Full details of the government’s travel restart plans are not expected on Monday despite PM Boris Johnson promising to say “a bit about what the Global Travel Taskforce has come up with on April 5”.

More is expected on April 12 when the Taskforce report is due for publication. Johnson is expected to unveil a traffic-light system ranking countries not just on rates of Covid-19 infection, vaccination and testing but the prevalence of variants.

An industry source suggested April 5 might see no more than “a statement of direction of travel, a softener for good news or a need to be cautious”, saying: “They’re frantically pulling the report together. It needs to be discussed across government. There might not be much detail.”

Full details may not come on April 12, either. The source said: “We don’t think we’ll have something definite on April 12. It might give a framework but have triggers that need to be met. We need to be realistic.”

Various three or four-colour traffic-light schemes have been trailed in the media, with different combinations of testing and quarantine. The source said: “It’s not the colours that matter, it’s the restrictions and that decision is probably not made yet. The devil will be in the measures in place for any country. We might not know till nearer the restart.

“[But] the main thing we want is a robust model we can deliver operationally.”

To be robust, the system will need to incorporate changes to the rating of countries. The source noted: “People might feel clarity means a plan that doesn’t change. But that is not going to happen. The stricter the measures, the earlier we could open. Fewer restrictions could mean we have to wait. But you either delay or have a stronger regime.

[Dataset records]
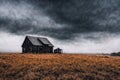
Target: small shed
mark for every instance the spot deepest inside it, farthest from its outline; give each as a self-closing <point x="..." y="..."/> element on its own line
<point x="58" y="50"/>
<point x="37" y="45"/>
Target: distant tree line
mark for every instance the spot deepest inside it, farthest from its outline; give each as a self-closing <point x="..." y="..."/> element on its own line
<point x="115" y="54"/>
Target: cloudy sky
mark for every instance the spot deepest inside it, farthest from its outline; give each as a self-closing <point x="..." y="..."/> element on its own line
<point x="76" y="26"/>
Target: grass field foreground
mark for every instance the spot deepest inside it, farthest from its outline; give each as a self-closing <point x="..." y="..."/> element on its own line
<point x="59" y="67"/>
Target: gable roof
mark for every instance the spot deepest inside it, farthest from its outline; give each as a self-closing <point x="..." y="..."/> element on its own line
<point x="39" y="41"/>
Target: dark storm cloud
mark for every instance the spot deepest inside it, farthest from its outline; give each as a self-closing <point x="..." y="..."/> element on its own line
<point x="61" y="19"/>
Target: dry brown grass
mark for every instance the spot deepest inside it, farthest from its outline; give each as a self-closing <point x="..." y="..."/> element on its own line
<point x="58" y="67"/>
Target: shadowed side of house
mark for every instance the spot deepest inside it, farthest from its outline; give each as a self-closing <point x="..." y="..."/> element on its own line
<point x="37" y="45"/>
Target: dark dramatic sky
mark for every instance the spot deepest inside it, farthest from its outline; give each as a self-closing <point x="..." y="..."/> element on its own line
<point x="83" y="25"/>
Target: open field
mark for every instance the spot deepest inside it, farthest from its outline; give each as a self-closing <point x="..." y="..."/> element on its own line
<point x="59" y="67"/>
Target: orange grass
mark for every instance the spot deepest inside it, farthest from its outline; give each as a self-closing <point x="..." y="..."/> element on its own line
<point x="59" y="67"/>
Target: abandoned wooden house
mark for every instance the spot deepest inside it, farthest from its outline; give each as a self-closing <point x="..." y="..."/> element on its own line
<point x="37" y="45"/>
<point x="58" y="50"/>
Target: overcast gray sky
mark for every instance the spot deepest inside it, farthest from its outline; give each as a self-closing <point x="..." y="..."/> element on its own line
<point x="77" y="26"/>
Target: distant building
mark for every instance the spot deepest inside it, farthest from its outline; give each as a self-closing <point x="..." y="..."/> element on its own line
<point x="58" y="50"/>
<point x="37" y="45"/>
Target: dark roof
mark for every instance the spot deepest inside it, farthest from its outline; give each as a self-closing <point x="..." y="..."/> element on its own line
<point x="58" y="49"/>
<point x="39" y="41"/>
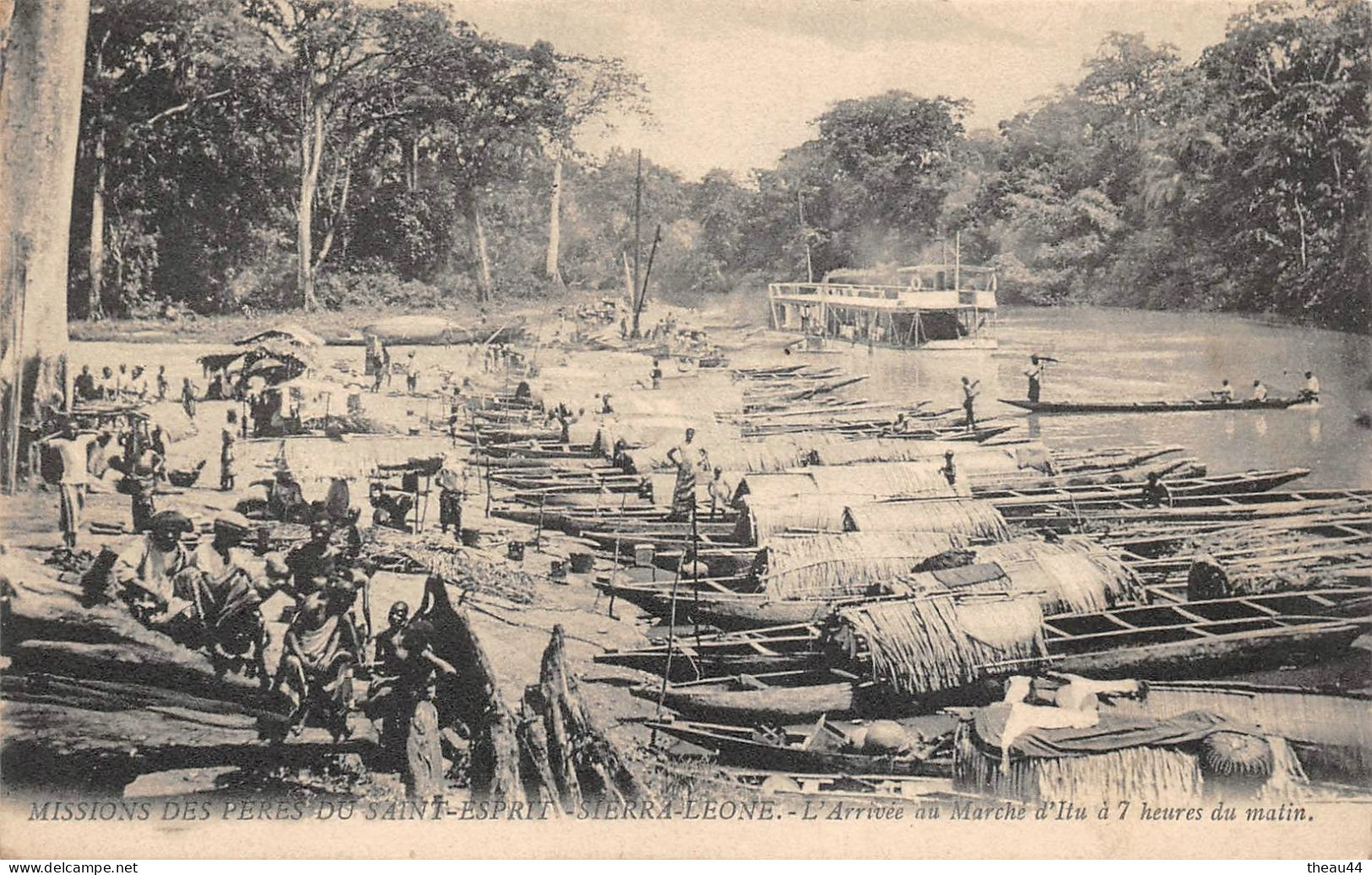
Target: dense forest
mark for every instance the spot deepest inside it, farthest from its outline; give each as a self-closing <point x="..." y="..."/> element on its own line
<point x="274" y="154"/>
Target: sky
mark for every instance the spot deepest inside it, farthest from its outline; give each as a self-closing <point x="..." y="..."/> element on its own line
<point x="735" y="83"/>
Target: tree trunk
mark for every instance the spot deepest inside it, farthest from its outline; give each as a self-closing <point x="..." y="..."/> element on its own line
<point x="555" y="224"/>
<point x="312" y="149"/>
<point x="95" y="303"/>
<point x="40" y="110"/>
<point x="483" y="257"/>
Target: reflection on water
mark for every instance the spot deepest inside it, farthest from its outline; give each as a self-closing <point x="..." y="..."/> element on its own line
<point x="1108" y="354"/>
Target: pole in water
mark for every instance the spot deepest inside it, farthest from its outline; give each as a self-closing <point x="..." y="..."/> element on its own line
<point x="671" y="646"/>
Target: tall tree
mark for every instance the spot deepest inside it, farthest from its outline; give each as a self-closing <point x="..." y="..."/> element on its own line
<point x="142" y="73"/>
<point x="40" y="109"/>
<point x="334" y="55"/>
<point x="585" y="90"/>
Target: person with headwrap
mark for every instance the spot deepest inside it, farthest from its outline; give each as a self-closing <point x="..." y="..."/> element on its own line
<point x="320" y="652"/>
<point x="228" y="595"/>
<point x="452" y="485"/>
<point x="314" y="562"/>
<point x="684" y="492"/>
<point x="149" y="572"/>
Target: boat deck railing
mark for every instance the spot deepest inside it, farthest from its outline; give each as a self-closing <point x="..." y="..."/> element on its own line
<point x="882" y="296"/>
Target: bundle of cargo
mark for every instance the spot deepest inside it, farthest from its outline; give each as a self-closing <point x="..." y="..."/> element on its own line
<point x="437" y="554"/>
<point x="874" y="481"/>
<point x="1014" y="751"/>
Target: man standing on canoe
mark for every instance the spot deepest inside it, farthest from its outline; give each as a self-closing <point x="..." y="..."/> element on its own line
<point x="73" y="448"/>
<point x="1312" y="387"/>
<point x="969" y="397"/>
<point x="950" y="470"/>
<point x="1035" y="375"/>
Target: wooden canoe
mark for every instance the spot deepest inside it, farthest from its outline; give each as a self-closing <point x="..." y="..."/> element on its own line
<point x="722" y="609"/>
<point x="777" y="648"/>
<point x="790" y="751"/>
<point x="1148" y="406"/>
<point x="1330" y="730"/>
<point x="788" y="696"/>
<point x="1192" y="639"/>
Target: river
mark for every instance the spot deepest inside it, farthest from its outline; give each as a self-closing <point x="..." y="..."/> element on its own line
<point x="1113" y="354"/>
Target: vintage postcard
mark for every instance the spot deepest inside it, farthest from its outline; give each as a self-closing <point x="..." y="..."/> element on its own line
<point x="784" y="428"/>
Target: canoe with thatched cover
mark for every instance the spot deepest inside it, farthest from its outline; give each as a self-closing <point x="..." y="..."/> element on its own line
<point x="932" y="645"/>
<point x="919" y="479"/>
<point x="1330" y="730"/>
<point x="770" y="649"/>
<point x="843" y="562"/>
<point x="777" y="696"/>
<point x="1185" y="758"/>
<point x="973" y="519"/>
<point x="823" y="749"/>
<point x="1150" y="406"/>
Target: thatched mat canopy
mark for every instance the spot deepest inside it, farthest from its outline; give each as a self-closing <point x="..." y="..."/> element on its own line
<point x="973" y="519"/>
<point x="928" y="645"/>
<point x="843" y="564"/>
<point x="877" y="481"/>
<point x="290" y="332"/>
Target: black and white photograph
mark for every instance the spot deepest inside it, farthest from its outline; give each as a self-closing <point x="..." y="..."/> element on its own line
<point x="737" y="428"/>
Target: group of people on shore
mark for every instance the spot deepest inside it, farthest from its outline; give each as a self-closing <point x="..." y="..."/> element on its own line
<point x="212" y="595"/>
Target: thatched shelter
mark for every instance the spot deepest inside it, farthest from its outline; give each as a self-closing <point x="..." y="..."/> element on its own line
<point x="972" y="519"/>
<point x="843" y="564"/>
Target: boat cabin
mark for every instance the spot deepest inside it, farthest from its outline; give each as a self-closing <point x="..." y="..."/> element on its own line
<point x="919" y="306"/>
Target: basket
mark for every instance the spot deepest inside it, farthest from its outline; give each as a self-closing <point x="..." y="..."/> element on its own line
<point x="583" y="562"/>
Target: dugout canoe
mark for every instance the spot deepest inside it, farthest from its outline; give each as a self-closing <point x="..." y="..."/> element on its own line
<point x="1156" y="642"/>
<point x="788" y="696"/>
<point x="816" y="751"/>
<point x="772" y="649"/>
<point x="1150" y="406"/>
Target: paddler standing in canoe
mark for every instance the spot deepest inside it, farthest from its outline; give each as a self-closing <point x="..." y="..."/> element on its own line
<point x="684" y="492"/>
<point x="950" y="470"/>
<point x="1312" y="387"/>
<point x="1035" y="375"/>
<point x="969" y="397"/>
<point x="1156" y="494"/>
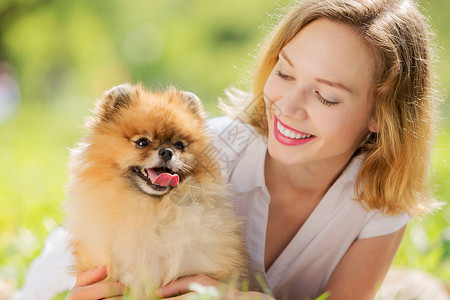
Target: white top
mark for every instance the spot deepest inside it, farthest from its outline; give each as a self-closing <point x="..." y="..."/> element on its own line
<point x="305" y="265"/>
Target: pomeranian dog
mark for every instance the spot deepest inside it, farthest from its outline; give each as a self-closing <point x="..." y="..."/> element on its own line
<point x="145" y="199"/>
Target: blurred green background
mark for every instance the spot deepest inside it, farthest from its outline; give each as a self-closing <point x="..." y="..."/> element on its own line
<point x="57" y="57"/>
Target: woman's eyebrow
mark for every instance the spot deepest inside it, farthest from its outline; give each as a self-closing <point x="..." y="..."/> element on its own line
<point x="286" y="58"/>
<point x="321" y="80"/>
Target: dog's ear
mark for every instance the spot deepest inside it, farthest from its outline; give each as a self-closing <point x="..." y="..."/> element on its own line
<point x="115" y="99"/>
<point x="194" y="103"/>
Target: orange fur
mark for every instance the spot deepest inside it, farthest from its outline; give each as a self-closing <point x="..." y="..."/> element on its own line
<point x="148" y="240"/>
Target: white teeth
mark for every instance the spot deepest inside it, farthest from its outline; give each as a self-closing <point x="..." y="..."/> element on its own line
<point x="291" y="134"/>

▸ PROBLEM SET:
**A.** Please transcribe the travel restart article, starting with "Full details may" and going on through "nearer the restart.".
**B.** Pick up the travel restart article from the point where it stops and keep writing it.
The lines have nothing to do with this.

▸ LIST OF ANSWERS:
**A.**
Full details may not come on April 12, either. The source said: “We don’t think we’ll have something definite on April 12. It might give a framework but have triggers that need to be met. We need to be realistic.”

Various three or four-colour traffic-light schemes have been trailed in the media, with different combinations of testing and quarantine. The source said: “It’s not the colours that matter, it’s the restrictions and that decision is probably not made yet. The devil will be in the measures in place for any country. We might not know till nearer the restart.

**B.**
“If the situation in Europe was more stable, the job would be easier. There is no question there is a challenge. The government is being extremely cautious and it’s understandable.”

The source added: “The report is one thing. Implementation is another. Too many people have taken May 17 as a ‘strong’ date. We’re not hung up on the date.”

A second industry source agreed: “We expect Boris to respond fully on April 12 [when] there could be quite a bit of detail about what a traffic-light system looks like, but little on what countries are where.

“In a way, this review is a month too soon. Europe is a basket case at the moment, but the EU will get 300 million vaccines in the next month [and] we’re getting more data on whether vaccines are effective against the variants. We could see a recovery from June.”

The restrictions on ‘green’ destinations remain “the million-dollar question”, said the source, adding: “A travel corridor should probably not have many restrictions, but we don’t know the government will go for that. They might say you need a test.”

The source warned: “The government is weighing up the cost of a vaccine resistant variant coming in, against the cost of not restarting travel and you can see which is the lesser of two evils.”